■ **GIVEN TEXT**:
Title: Geometric Invariant based framework for analysis of protein conformational space

Speaker: Ashish V Tendulkar

Designation: Research Scholar

Affiliation: K. R. School of IT, IIT Bombay

Date: February 26, 2008

Abstract: Proteins are versatile macromolecules in the living organisms, which are involved in many processes such as catalysis, metabolism, signaling, regulation etc. The proteins are made up of amino acids and are present in form of a three-dimensional (3D) structure. The 3D structure is determined by the amino acid content of the protein. Understanding the principles of the sequence-structure relationship has been the topic of considerable interest to the community of computational biologists. This talk focuses on visualization of the protein conformation space.

Characterization of the restricted nature of the protein local conformational space has remained a challenge, thereby necessitating a computationally expensive conformational search in protein modeling. Moreover, due to the lack of unilateral structural descriptors, conventional data-mining techniques such as clustering and classification have not been applied in protein structure analysis. We first map the local conformations in a fixed dimensional space by using a carefully selected suite of geometric invariants (GI's) and then reduce the number of dimensions via principal component analysis (PCA). Distribution of the conformations in the space spanned by the first four PC's is visualized as a set of conditional bi-variate probability distribution plots, where the peaks correspond to the preferred conformations. The locations of the different canonical structures in the PC-space have been interpreted in the context of the weights of the GI's to the first four PC's. Clustering of the available conformations reveals that the number of preferred local conformations is several orders of magnitude smaller than that suggested previously. Further, we utilize these classes to predict local conformation structures of the protein solely based on its sequence.

■ **ENTRIES SHOWN**:
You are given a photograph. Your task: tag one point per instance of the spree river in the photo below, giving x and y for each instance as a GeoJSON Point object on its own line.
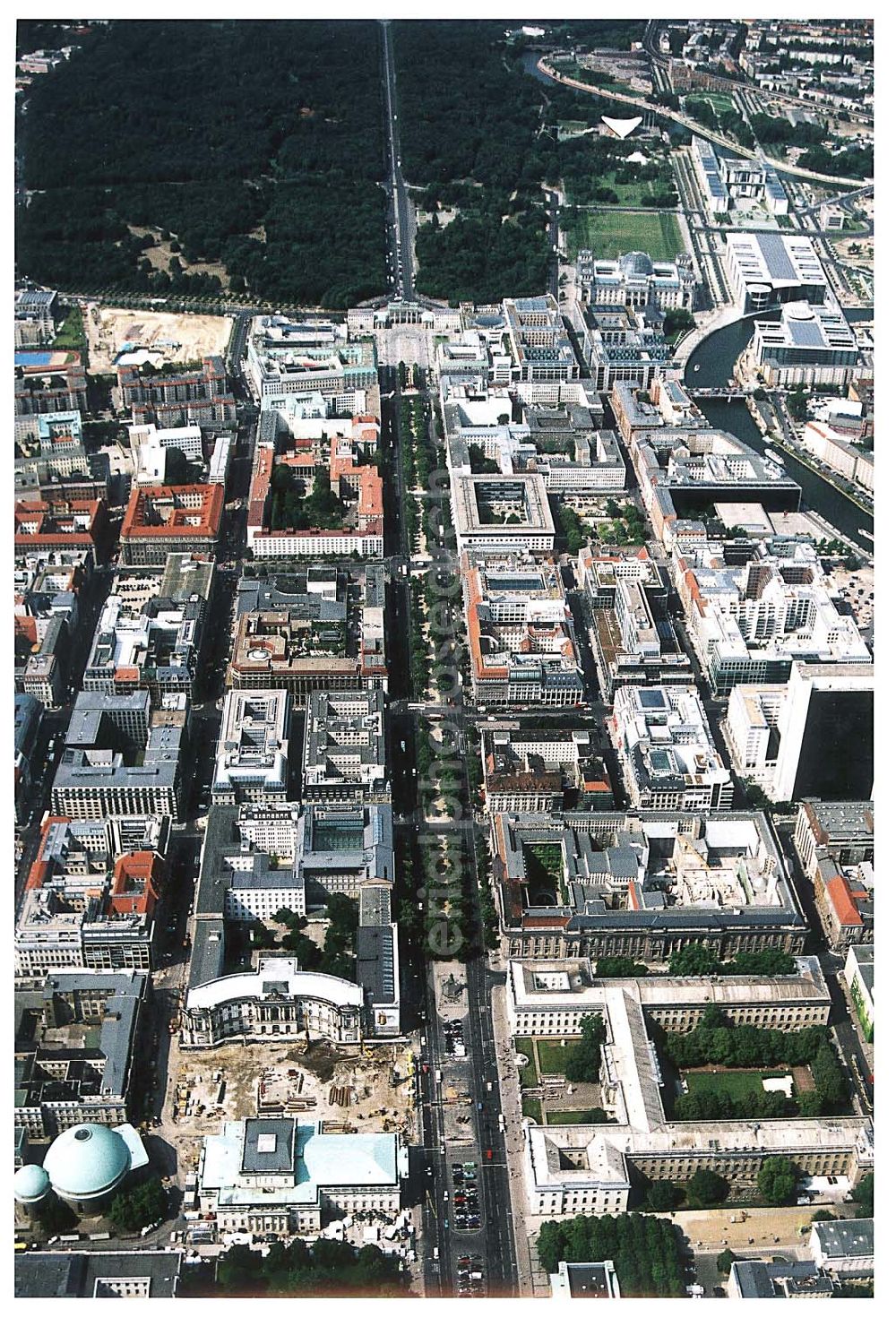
{"type": "Point", "coordinates": [716, 357]}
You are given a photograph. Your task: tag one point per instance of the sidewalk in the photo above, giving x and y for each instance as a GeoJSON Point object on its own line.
{"type": "Point", "coordinates": [512, 1108]}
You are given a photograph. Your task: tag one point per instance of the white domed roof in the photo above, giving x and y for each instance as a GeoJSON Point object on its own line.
{"type": "Point", "coordinates": [637, 263]}
{"type": "Point", "coordinates": [86, 1160]}
{"type": "Point", "coordinates": [30, 1183]}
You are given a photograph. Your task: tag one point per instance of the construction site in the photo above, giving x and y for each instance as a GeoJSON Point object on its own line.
{"type": "Point", "coordinates": [349, 1090]}
{"type": "Point", "coordinates": [117, 336]}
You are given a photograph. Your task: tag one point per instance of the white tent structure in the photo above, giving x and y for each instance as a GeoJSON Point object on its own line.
{"type": "Point", "coordinates": [622, 126]}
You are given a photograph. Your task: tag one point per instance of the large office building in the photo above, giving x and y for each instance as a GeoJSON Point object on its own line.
{"type": "Point", "coordinates": [634, 280]}
{"type": "Point", "coordinates": [98, 1275]}
{"type": "Point", "coordinates": [288, 357]}
{"type": "Point", "coordinates": [49, 450]}
{"type": "Point", "coordinates": [727, 179]}
{"type": "Point", "coordinates": [669, 761]}
{"type": "Point", "coordinates": [574, 1169]}
{"type": "Point", "coordinates": [769, 269]}
{"type": "Point", "coordinates": [607, 884]}
{"type": "Point", "coordinates": [75, 1040]}
{"type": "Point", "coordinates": [527, 770]}
{"type": "Point", "coordinates": [500, 514]}
{"type": "Point", "coordinates": [834, 841]}
{"type": "Point", "coordinates": [274, 1001]}
{"type": "Point", "coordinates": [252, 762]}
{"type": "Point", "coordinates": [313, 629]}
{"type": "Point", "coordinates": [549, 998]}
{"type": "Point", "coordinates": [563, 443]}
{"type": "Point", "coordinates": [633, 638]}
{"type": "Point", "coordinates": [539, 343]}
{"type": "Point", "coordinates": [521, 634]}
{"type": "Point", "coordinates": [812, 736]}
{"type": "Point", "coordinates": [91, 894]}
{"type": "Point", "coordinates": [286, 1177]}
{"type": "Point", "coordinates": [122, 757]}
{"type": "Point", "coordinates": [346, 747]}
{"type": "Point", "coordinates": [162, 520]}
{"type": "Point", "coordinates": [151, 629]}
{"type": "Point", "coordinates": [684, 465]}
{"type": "Point", "coordinates": [621, 344]}
{"type": "Point", "coordinates": [809, 346]}
{"type": "Point", "coordinates": [750, 621]}
{"type": "Point", "coordinates": [62, 523]}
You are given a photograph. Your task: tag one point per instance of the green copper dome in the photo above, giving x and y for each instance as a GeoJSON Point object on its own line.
{"type": "Point", "coordinates": [30, 1184]}
{"type": "Point", "coordinates": [86, 1161]}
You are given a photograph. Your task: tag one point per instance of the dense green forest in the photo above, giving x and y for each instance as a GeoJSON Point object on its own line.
{"type": "Point", "coordinates": [484, 142]}
{"type": "Point", "coordinates": [256, 145]}
{"type": "Point", "coordinates": [644, 1250]}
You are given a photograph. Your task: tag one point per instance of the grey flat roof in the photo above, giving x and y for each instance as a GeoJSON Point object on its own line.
{"type": "Point", "coordinates": [207, 956]}
{"type": "Point", "coordinates": [269, 1144]}
{"type": "Point", "coordinates": [58, 1276]}
{"type": "Point", "coordinates": [846, 1239]}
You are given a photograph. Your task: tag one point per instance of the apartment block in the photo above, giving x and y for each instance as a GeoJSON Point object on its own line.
{"type": "Point", "coordinates": [521, 634]}
{"type": "Point", "coordinates": [669, 761]}
{"type": "Point", "coordinates": [122, 758]}
{"type": "Point", "coordinates": [543, 769]}
{"type": "Point", "coordinates": [74, 1049]}
{"type": "Point", "coordinates": [151, 629]}
{"type": "Point", "coordinates": [634, 281]}
{"type": "Point", "coordinates": [642, 884]}
{"type": "Point", "coordinates": [346, 749]}
{"type": "Point", "coordinates": [252, 760]}
{"type": "Point", "coordinates": [162, 520]}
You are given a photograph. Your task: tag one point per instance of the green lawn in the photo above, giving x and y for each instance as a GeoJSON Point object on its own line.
{"type": "Point", "coordinates": [719, 100]}
{"type": "Point", "coordinates": [590, 1116]}
{"type": "Point", "coordinates": [72, 332]}
{"type": "Point", "coordinates": [737, 1083]}
{"type": "Point", "coordinates": [609, 234]}
{"type": "Point", "coordinates": [532, 1107]}
{"type": "Point", "coordinates": [527, 1076]}
{"type": "Point", "coordinates": [552, 1056]}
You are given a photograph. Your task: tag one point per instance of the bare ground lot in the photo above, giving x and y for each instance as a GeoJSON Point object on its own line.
{"type": "Point", "coordinates": [176, 336]}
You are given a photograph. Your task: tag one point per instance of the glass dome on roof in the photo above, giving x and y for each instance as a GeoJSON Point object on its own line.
{"type": "Point", "coordinates": [30, 1183]}
{"type": "Point", "coordinates": [86, 1160]}
{"type": "Point", "coordinates": [637, 263]}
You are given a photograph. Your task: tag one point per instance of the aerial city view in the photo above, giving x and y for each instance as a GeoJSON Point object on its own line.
{"type": "Point", "coordinates": [444, 626]}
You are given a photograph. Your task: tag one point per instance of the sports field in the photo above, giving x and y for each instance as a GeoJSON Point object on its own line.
{"type": "Point", "coordinates": [590, 1116]}
{"type": "Point", "coordinates": [737, 1083]}
{"type": "Point", "coordinates": [610, 234]}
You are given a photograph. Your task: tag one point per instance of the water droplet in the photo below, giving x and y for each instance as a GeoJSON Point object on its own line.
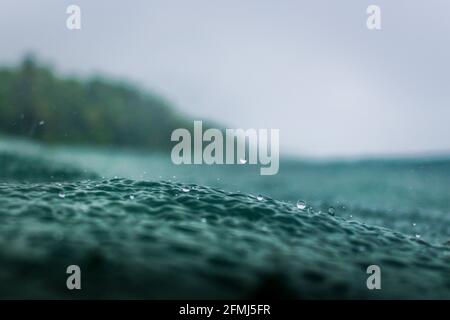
{"type": "Point", "coordinates": [331, 211]}
{"type": "Point", "coordinates": [301, 205]}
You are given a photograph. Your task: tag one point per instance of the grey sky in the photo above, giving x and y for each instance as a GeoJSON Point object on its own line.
{"type": "Point", "coordinates": [309, 68]}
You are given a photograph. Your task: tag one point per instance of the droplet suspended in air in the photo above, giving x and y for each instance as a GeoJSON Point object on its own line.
{"type": "Point", "coordinates": [331, 211]}
{"type": "Point", "coordinates": [301, 204]}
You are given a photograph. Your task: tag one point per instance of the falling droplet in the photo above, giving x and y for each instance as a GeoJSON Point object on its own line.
{"type": "Point", "coordinates": [331, 211]}
{"type": "Point", "coordinates": [301, 205]}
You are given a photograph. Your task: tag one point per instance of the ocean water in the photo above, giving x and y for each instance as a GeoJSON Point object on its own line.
{"type": "Point", "coordinates": [140, 227]}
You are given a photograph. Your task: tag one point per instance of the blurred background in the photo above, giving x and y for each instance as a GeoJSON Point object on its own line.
{"type": "Point", "coordinates": [310, 68]}
{"type": "Point", "coordinates": [338, 92]}
{"type": "Point", "coordinates": [86, 175]}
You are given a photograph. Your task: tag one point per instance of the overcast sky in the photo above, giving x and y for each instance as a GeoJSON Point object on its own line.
{"type": "Point", "coordinates": [310, 68]}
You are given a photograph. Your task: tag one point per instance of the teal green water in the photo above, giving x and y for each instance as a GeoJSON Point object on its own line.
{"type": "Point", "coordinates": [140, 227]}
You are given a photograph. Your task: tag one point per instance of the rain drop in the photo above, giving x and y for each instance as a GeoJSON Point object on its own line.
{"type": "Point", "coordinates": [331, 211]}
{"type": "Point", "coordinates": [301, 205]}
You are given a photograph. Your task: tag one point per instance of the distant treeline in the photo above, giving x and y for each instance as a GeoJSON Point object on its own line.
{"type": "Point", "coordinates": [39, 104]}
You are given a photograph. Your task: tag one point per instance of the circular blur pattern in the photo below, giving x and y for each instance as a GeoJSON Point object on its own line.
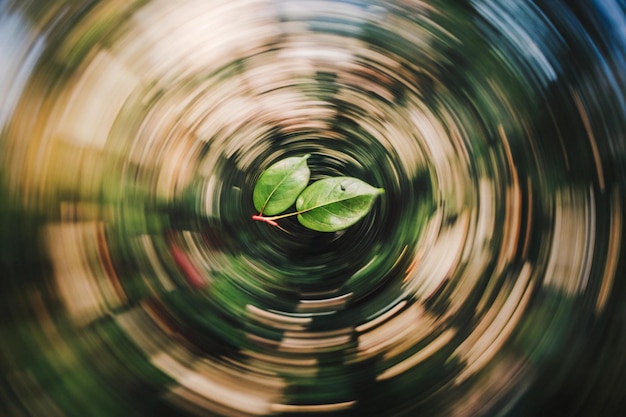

■ **REQUIRED WORK**: According to the talk abstract, which principal components span the space where the distribution of local conformations is visualized?

■ **COMPLETED TASK**: The first four principal components.